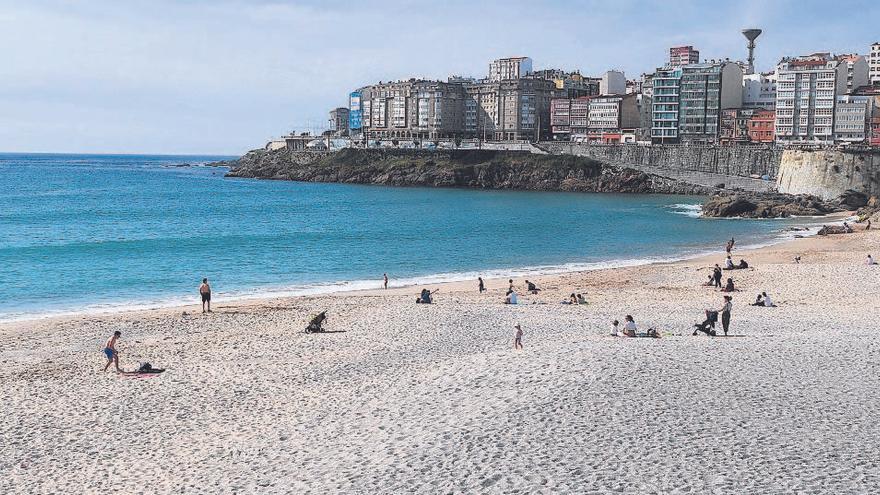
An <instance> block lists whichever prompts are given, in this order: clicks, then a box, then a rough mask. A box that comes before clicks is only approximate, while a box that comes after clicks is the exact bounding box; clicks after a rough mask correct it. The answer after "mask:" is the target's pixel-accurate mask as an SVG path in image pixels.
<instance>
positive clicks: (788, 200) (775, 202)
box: [219, 149, 869, 218]
mask: <svg viewBox="0 0 880 495" xmlns="http://www.w3.org/2000/svg"><path fill="white" fill-rule="evenodd" d="M219 165H224V166H228V167H229V168H230V170H229V172H228V173H227V176H228V177H243V178H256V179H270V180H291V181H303V182H338V183H349V184H381V185H389V186H420V187H461V188H474V189H507V190H531V191H572V192H597V193H641V194H646V193H654V194H688V195H701V196H709V198H708V199H707V201H706V203H705V204H704V205H703V215H704V216H707V217H744V218H780V217H791V216H819V215H826V214H829V213H834V212H839V211H845V210H846V211H848V210H856V209H858V208H860V207H864V206H866V205H867V204H868V202H869V198H868V197H867V196H865V195H864V194H862V193H854V192H851V191H850V192H848V194H845V195H843V196H841V197H839V198H836V199H834V200H824V199H821V198H819V197H816V196H812V195H792V194H782V193H755V192H745V191H737V190H728V189H724V188H723V187H707V186H704V185H697V184H691V183H688V182H685V181H682V180H679V179H673V178H670V177H664V176H662V175H658V174H654V173H648V172H644V171H640V170H636V169H634V168H628V167H621V166H615V165H608V164H606V163H603V162H601V161H599V160H596V159H593V158H590V157H584V156H574V155H566V154H554V155H549V154H548V155H540V154H532V153H529V152H519V151H496V150H432V151H427V150H400V149H344V150H341V151H337V152H321V151H300V152H291V151H288V150H286V149H281V150H274V151H269V150H254V151H251V152H249V153H247V154H245V155H244V156H242V157H241V158H239V159H237V160H233V161H230V162H222V163H219Z"/></svg>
━━━━━━
WORK REQUIRED → Please give the material again, beginning at its start and stopping after the line that contains "box: [219, 149, 869, 218]", with "clicks" swapped for "points" and everything else unchanged. Leave the pictures out of your answer.

TASK SOLUTION →
An <instance> block lists whichever prompts are given, in this order: points, then a box, then a rough mask. A box that comes before points is only approximate, while a box that comes after points is the exact bounding box; points after a rough mask correct it. The answer after "mask:" is the target's pixel-accurate mask as an SVG path in image pixels.
<instance>
positive points: (788, 200) (775, 202)
box: [219, 149, 869, 218]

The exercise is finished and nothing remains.